- SELECTION -

-- begin --

Taxes, Marriage and Divorce

That a number of people in the United States actually overpay their taxes is common knowledge. For many, doing so is like giving away their hard-earned money. Fortunately, there are measures to take to avoid this situation. More so, having an offensive plan is better than putting off fires as they arise. The more money you will save and the better advantage you will have if you are more informed about your benefits as a tax payer.

 

Normally, people can clearly picture out their individual tax benefits and requirements. However, after getting married, they forget that there will also be changes in their tax status. Aside from not educating themselves with the different tax benefits, people are misinformed as well; these fallacies come from their parents who also didn't know the real score.

 

One of the usual misconceptions is that when you're married, you are only responsible for your half of the taxes in your joint income tax return. Although it might seem to make sense, the opposite is true in this situation. The IRS believes that when you choose to file for a joint income tax return, you and your spouse are signing a contract that is binding. That contract includes joint and several legal responsibilities for you and your spouse. This basically means that if one party, that is, you or your spouse, decides to leave, then the other party is required to pay 100% of the total amount of taxes due.

-- end --

Items drawn from a data source
-- begin --

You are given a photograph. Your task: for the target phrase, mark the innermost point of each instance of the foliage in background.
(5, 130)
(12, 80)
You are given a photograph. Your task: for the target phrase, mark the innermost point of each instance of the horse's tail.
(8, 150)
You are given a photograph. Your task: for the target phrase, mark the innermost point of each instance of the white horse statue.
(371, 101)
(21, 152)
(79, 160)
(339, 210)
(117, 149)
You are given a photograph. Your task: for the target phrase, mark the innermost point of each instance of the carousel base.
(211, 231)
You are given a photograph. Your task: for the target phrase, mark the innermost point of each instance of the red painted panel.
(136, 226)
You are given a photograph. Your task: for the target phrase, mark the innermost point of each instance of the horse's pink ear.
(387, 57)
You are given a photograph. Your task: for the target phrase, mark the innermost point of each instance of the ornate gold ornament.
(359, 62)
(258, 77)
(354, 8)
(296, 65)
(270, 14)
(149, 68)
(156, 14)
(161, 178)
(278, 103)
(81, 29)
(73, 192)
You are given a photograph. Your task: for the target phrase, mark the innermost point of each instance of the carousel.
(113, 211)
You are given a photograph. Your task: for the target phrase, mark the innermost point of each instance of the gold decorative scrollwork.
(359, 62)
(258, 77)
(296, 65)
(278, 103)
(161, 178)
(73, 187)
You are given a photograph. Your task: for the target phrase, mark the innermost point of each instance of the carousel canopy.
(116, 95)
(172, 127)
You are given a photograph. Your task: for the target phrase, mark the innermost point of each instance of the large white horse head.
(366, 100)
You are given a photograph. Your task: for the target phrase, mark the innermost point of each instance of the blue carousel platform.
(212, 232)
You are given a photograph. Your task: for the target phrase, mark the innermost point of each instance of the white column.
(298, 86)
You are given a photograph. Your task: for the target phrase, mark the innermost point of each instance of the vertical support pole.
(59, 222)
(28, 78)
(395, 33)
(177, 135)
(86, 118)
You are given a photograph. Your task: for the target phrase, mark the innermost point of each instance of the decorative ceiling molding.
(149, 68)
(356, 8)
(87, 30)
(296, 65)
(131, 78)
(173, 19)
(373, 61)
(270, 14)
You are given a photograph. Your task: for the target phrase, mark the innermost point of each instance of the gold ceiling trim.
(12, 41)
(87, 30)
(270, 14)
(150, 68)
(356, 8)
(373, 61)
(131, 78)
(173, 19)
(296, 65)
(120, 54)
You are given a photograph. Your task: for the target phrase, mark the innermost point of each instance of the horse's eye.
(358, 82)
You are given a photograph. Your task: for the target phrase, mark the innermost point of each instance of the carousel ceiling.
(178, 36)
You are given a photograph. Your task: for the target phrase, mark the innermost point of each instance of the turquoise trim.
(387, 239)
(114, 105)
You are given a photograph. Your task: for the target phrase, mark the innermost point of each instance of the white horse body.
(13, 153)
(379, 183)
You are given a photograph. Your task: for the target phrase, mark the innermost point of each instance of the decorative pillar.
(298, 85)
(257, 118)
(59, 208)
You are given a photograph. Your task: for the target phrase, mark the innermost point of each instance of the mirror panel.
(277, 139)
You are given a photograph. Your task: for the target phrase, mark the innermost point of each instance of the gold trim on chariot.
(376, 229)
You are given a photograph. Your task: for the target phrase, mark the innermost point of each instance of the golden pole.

-- end --

- YOUR TASKS -
[a] Transcribe the article on taxes and marriage word for word, starting at "Taxes, Marriage and" and ending at "the real score.".
[b] List every word in the article on taxes and marriage that ends in the letters "ly."
[c] According to the article on taxes and marriage, how much of the total taxes due must the remaining party pay if one spouse decides to leave?
The listing has no connection to the article on taxes and marriage.

- PER-TASK ANSWERS -
[a]
Taxes, Marriage and Divorce

That a number of people in the United States actually overpay their taxes is common knowledge. For many, doing so is like giving away their hard-earned money. Fortunately, there are measures to take to avoid this situation. More so, having an offensive plan is better than putting off fires as they arise. The more money you will save and the better advantage you will have if you are more informed about your benefits as a tax payer.

 

Normally, people can clearly picture out their individual tax benefits and requirements. However, after getting married, they forget that there will also be changes in their tax status. Aside from not educating themselves with the different tax benefits, people are misinformed as well; these fallacies come from their parents who also didn't know the real score.

[b] actually, Fortunately, Normally, clearly, only, basically

[c] The remaining party must pay 100% of the total amount of taxes due.